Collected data
-- Opening Marker --
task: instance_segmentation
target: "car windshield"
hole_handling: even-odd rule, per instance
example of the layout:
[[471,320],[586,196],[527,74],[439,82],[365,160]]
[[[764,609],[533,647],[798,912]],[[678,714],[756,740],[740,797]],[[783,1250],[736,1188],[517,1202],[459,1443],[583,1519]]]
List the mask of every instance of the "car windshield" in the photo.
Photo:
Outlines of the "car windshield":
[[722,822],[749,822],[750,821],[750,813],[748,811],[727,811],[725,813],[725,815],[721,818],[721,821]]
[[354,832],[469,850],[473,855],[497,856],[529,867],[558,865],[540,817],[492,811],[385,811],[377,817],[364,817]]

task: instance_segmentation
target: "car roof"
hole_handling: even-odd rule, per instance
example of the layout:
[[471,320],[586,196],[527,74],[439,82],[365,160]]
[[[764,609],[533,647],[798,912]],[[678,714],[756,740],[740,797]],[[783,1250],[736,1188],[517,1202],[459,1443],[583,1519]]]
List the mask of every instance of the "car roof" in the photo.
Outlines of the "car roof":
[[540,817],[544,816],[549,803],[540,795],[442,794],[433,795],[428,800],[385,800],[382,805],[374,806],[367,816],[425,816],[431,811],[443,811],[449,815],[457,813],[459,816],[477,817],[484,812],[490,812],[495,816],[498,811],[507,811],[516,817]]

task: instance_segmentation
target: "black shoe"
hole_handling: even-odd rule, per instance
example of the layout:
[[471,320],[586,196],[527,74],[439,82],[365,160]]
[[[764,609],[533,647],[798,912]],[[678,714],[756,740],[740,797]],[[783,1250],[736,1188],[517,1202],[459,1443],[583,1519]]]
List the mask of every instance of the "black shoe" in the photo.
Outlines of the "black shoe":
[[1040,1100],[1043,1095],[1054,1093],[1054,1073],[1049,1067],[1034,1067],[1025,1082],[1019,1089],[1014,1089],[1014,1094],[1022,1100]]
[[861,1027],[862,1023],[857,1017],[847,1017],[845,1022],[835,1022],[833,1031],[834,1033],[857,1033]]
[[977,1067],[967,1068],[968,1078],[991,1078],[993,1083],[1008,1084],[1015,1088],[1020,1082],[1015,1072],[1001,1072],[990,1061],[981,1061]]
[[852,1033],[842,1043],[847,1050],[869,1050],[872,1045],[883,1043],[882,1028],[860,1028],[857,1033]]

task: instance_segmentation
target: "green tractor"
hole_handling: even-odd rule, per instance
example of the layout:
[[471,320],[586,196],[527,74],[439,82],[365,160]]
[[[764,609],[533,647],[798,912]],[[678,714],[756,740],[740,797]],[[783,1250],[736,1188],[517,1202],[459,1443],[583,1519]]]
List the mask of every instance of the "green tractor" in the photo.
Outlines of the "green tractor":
-- Closing Marker --
ACTION ITEM → Please retype every entry above exactly as it stands.

ANSWER TO THIS TASK →
task: instance_segmentation
target: "car windshield"
hole_handling: even-odd rule, per instance
example of the layout:
[[471,320],[586,196],[527,74],[439,82],[365,160]]
[[[764,609],[533,647],[798,912]],[[678,714],[756,740],[740,797]],[[783,1250],[736,1188],[517,1202],[459,1443],[583,1519]]]
List the mask of every instance of the "car windshield" in the photo.
Photo:
Outlines of the "car windshield":
[[722,822],[749,822],[750,821],[750,813],[748,811],[727,811],[725,813],[725,815],[721,818],[721,821]]
[[354,832],[469,850],[473,855],[497,856],[529,867],[558,865],[540,817],[492,811],[385,811],[377,817],[364,817]]

task: instance_segmentation
target: "car roof"
hole_handling: even-odd rule, per instance
example of the layout:
[[471,320],[586,196],[527,74],[439,82],[365,160]]
[[[764,609],[533,647],[798,912]],[[678,714],[756,740],[740,797]],[[783,1250],[736,1188],[517,1202],[459,1443],[583,1519]]]
List the mask of every instance of the "car roof" in the photo.
Outlines of the "car roof":
[[540,817],[544,816],[549,803],[540,795],[442,794],[433,795],[428,800],[385,800],[382,805],[374,806],[367,816],[425,816],[431,811],[443,811],[449,815],[457,813],[459,816],[477,817],[484,812],[490,812],[495,816],[498,811],[507,811],[516,817]]

task: instance_segmentation
target: "black shoe"
hole_handling: even-odd rule, per instance
example of the layout:
[[471,320],[586,196],[527,74],[439,82],[365,160]]
[[[764,609],[533,647],[798,912]],[[678,714],[756,740],[740,797]],[[783,1250],[736,1188],[517,1202],[459,1443],[583,1519]]]
List the mask of every instance of the "black shoe" in the photo.
Outlines of the "black shoe":
[[1040,1100],[1043,1095],[1054,1093],[1054,1073],[1049,1067],[1034,1067],[1025,1082],[1019,1089],[1014,1089],[1014,1094],[1022,1100]]
[[861,1027],[862,1023],[857,1017],[847,1017],[845,1022],[835,1022],[833,1031],[834,1033],[857,1033]]
[[977,1067],[967,1068],[968,1078],[991,1078],[993,1083],[1008,1084],[1015,1088],[1020,1082],[1015,1072],[1001,1072],[990,1061],[981,1061]]
[[852,1033],[842,1043],[847,1050],[869,1050],[872,1045],[883,1043],[882,1028],[860,1028],[857,1033]]

task: instance_segmentation
target: "green tractor"
hole_handling: even-odd rule, per instance
example of the layout:
[[471,320],[586,196],[527,74],[439,82],[365,160]]
[[[764,609],[533,647],[798,912]],[[678,714],[756,740],[740,797]],[[783,1250],[736,1188],[517,1202],[459,1443],[583,1519]]]
List the mask of every instance of the "green tractor" in the photo.
Outlines of the "green tractor":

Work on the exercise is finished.